═══ INPUT ROWS ═══
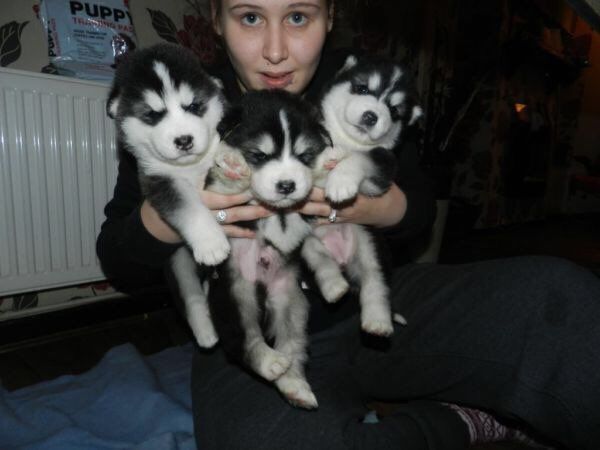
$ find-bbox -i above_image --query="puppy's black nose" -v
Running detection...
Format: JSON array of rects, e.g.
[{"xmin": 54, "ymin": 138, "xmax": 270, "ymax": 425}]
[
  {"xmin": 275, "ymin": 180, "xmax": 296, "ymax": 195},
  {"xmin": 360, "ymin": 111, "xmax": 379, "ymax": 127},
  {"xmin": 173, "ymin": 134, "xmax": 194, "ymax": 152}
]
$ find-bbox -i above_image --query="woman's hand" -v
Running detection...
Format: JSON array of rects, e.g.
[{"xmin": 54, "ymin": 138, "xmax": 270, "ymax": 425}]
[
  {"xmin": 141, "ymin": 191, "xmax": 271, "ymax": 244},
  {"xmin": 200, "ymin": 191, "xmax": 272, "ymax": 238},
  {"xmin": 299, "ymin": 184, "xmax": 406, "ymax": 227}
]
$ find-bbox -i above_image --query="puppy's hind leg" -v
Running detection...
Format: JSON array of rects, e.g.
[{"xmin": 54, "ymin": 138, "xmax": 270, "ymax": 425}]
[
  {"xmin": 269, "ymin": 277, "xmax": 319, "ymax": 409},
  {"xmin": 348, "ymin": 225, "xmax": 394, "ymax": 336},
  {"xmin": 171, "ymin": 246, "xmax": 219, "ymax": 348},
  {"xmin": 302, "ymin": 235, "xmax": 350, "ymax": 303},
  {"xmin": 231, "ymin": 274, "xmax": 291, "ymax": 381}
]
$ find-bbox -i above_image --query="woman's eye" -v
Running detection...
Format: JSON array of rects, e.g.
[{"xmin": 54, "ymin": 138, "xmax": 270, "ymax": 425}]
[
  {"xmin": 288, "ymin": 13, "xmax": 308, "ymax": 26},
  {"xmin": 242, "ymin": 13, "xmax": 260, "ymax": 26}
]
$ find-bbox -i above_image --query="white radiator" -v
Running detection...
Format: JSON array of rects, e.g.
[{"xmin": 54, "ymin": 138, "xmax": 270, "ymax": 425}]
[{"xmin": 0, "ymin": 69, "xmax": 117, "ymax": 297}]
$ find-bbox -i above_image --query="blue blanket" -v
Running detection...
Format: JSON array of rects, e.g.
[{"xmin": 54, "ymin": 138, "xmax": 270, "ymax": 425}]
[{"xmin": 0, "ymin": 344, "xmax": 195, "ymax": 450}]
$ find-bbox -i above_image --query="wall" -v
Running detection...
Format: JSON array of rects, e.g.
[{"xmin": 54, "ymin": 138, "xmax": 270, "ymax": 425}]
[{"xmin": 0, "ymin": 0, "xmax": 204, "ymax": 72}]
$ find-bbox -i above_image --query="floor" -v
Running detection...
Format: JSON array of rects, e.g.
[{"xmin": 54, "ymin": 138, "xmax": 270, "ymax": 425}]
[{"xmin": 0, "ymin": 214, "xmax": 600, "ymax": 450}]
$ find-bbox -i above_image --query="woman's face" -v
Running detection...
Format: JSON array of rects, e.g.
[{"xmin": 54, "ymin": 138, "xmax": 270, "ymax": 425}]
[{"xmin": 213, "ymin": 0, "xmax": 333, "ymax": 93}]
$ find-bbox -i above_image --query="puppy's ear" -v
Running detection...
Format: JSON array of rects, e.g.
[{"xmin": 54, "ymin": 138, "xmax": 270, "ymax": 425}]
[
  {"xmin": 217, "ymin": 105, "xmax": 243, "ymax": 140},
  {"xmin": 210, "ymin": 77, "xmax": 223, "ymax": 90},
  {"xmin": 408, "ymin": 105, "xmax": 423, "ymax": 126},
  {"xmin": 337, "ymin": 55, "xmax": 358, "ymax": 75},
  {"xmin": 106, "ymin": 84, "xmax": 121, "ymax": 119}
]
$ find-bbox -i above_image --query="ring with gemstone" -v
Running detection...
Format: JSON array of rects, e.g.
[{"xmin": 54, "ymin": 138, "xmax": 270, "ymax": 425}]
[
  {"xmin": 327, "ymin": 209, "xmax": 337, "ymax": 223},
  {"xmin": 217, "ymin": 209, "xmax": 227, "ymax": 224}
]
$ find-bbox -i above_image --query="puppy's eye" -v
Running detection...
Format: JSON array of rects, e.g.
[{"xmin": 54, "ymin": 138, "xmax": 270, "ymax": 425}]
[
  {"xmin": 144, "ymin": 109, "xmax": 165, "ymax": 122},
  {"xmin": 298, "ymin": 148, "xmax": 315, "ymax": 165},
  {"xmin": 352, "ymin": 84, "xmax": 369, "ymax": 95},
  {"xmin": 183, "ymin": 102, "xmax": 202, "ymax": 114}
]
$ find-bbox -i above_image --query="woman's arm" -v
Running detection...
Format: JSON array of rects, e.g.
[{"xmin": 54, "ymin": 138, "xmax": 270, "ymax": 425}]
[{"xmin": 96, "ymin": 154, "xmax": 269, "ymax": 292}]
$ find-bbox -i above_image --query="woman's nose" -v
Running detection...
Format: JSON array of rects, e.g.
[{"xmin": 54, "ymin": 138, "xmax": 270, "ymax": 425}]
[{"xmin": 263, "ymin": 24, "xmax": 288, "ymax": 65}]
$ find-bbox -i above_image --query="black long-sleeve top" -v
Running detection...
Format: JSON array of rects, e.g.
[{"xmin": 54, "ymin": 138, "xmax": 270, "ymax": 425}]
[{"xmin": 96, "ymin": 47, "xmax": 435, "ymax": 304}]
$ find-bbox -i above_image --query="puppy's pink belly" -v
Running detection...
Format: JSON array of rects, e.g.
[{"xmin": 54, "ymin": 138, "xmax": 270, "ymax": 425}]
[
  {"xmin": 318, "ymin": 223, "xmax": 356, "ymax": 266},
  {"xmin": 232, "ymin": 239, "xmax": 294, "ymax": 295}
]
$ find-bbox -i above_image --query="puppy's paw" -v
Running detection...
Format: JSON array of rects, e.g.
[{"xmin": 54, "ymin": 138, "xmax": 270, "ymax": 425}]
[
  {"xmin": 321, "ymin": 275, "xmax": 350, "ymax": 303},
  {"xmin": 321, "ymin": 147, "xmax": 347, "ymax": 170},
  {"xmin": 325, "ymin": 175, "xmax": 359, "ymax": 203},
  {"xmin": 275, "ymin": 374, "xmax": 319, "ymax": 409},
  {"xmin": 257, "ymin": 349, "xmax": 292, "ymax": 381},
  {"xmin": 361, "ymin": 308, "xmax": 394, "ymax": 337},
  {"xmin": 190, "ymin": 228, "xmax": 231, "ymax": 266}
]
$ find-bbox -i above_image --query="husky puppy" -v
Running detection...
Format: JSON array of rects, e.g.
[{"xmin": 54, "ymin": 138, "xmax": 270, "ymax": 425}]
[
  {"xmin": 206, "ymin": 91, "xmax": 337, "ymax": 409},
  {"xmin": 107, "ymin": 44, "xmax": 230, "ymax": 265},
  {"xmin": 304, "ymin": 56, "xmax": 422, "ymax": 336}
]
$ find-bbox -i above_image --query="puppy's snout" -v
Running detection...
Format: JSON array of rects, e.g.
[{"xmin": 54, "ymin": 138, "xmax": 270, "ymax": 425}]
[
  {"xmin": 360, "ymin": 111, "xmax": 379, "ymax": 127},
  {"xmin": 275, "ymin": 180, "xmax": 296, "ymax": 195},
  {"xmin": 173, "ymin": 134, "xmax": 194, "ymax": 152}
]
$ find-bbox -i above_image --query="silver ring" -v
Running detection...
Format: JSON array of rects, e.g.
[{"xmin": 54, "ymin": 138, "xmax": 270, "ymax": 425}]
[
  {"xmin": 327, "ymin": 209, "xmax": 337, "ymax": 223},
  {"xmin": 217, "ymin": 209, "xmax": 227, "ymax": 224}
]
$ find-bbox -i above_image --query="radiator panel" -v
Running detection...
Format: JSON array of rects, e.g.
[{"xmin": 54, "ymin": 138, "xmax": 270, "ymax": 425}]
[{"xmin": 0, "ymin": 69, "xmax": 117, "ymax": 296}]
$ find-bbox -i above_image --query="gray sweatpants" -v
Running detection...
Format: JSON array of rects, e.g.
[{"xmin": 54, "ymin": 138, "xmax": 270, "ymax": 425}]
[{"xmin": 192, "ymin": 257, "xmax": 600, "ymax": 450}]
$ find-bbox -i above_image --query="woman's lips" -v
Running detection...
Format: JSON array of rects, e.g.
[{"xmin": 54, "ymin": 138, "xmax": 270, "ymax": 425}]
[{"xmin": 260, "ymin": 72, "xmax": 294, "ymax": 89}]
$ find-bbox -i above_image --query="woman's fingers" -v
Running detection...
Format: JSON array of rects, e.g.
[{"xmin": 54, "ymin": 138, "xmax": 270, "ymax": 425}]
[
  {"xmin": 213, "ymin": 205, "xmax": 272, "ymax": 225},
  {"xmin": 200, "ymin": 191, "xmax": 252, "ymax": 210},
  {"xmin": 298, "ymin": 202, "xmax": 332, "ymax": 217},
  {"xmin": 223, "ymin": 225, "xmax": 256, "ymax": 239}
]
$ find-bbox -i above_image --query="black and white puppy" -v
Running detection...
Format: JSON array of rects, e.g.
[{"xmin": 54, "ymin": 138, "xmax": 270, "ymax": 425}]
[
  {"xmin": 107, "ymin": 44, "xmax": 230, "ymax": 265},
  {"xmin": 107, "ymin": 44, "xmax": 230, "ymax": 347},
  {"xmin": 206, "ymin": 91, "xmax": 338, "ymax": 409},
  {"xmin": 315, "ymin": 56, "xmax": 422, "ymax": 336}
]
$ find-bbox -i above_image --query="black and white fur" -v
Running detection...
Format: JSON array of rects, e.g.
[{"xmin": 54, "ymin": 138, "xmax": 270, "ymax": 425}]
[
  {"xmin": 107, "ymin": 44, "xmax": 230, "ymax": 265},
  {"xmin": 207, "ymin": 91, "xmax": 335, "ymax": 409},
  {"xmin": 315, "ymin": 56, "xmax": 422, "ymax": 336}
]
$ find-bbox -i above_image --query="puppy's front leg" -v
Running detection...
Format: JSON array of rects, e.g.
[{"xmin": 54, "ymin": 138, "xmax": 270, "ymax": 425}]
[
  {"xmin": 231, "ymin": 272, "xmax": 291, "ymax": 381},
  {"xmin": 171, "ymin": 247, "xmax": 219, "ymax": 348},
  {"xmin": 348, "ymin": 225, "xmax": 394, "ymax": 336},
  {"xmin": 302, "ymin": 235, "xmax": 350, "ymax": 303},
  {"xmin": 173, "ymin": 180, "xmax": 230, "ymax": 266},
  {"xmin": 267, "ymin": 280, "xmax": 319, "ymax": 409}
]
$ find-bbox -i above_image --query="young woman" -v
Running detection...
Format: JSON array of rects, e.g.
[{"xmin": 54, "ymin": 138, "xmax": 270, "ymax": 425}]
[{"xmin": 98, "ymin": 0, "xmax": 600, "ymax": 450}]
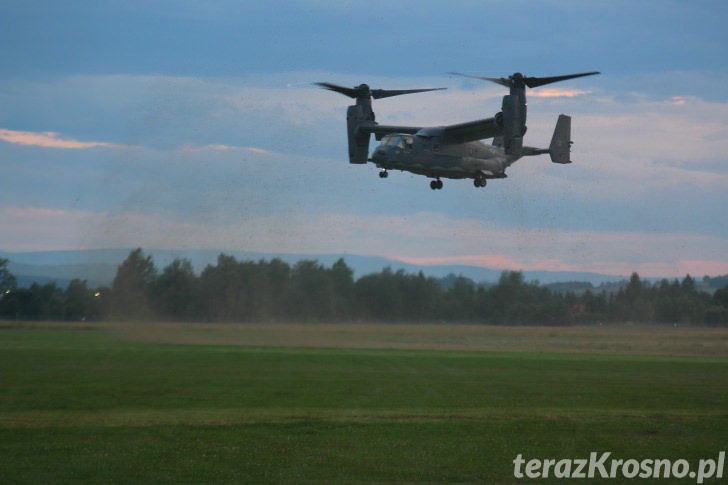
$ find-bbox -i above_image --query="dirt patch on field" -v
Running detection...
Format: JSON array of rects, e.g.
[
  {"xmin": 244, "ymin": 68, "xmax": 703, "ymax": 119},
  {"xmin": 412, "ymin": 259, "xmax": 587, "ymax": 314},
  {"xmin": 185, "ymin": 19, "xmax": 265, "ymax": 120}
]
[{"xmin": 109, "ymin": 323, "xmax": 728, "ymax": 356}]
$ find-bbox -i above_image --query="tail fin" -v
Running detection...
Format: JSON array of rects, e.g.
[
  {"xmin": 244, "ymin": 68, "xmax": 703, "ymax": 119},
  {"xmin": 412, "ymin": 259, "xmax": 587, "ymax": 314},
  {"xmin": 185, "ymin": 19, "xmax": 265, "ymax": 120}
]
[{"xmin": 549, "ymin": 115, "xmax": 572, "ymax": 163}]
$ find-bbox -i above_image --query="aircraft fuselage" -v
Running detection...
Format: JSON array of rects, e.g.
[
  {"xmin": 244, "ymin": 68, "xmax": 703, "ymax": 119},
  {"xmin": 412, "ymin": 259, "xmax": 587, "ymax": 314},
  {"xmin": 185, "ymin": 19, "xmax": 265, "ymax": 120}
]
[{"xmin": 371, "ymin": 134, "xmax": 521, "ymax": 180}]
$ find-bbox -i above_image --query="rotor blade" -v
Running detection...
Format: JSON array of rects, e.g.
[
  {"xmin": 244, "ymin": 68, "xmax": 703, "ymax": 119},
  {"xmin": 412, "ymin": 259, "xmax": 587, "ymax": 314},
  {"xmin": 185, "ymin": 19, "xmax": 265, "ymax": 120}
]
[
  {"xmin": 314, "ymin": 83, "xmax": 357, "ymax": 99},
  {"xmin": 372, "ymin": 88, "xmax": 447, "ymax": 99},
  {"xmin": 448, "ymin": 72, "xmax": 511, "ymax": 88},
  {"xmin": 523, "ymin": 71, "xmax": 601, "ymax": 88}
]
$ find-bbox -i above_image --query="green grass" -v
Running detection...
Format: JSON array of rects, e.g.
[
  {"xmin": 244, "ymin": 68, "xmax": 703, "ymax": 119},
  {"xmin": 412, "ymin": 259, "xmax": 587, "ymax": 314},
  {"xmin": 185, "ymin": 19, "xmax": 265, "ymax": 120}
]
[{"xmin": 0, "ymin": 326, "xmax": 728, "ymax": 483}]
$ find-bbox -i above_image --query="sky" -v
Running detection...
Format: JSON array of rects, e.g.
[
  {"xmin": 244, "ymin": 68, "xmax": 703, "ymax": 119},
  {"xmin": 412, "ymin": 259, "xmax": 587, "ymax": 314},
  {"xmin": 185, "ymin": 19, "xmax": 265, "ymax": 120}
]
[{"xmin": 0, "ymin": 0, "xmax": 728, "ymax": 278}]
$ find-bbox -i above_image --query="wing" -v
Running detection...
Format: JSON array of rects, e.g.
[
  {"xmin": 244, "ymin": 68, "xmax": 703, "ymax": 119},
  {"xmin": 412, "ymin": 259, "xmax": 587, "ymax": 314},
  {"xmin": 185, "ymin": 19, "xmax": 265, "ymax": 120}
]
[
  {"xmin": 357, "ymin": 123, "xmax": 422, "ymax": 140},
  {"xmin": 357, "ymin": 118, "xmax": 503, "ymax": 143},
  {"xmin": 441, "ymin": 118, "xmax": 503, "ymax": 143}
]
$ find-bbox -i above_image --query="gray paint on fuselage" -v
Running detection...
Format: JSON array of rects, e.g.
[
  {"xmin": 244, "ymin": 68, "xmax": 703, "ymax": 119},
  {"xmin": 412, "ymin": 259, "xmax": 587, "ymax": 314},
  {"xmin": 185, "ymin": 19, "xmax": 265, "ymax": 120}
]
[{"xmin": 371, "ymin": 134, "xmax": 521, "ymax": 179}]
═══
### EXERCISE PROMPT
From the material above, pull out every line that contains the string "puppy" and copy each one as it appears. Case counts.

### PROBLEM SOLUTION
$ find-bbox -i above_image --query="puppy's black nose" -v
$ find-bbox -i above_image --query="puppy's hind leg" -v
$ find-bbox -i above_image --query="puppy's ear" -v
$ find-bbox -i above_image --query="puppy's eye" -v
$ find-bbox -i above_image --query="puppy's pink belly" -v
$ find-bbox -i above_image --query="puppy's paw" -v
$ find-bbox -i above_image --query="husky puppy" -v
$ find-bbox -i above_image --query="puppy's snout" -v
$ find-bbox -i above_image --query="black and white puppy" -v
$ find-bbox -i above_image --query="puppy's front leg" -v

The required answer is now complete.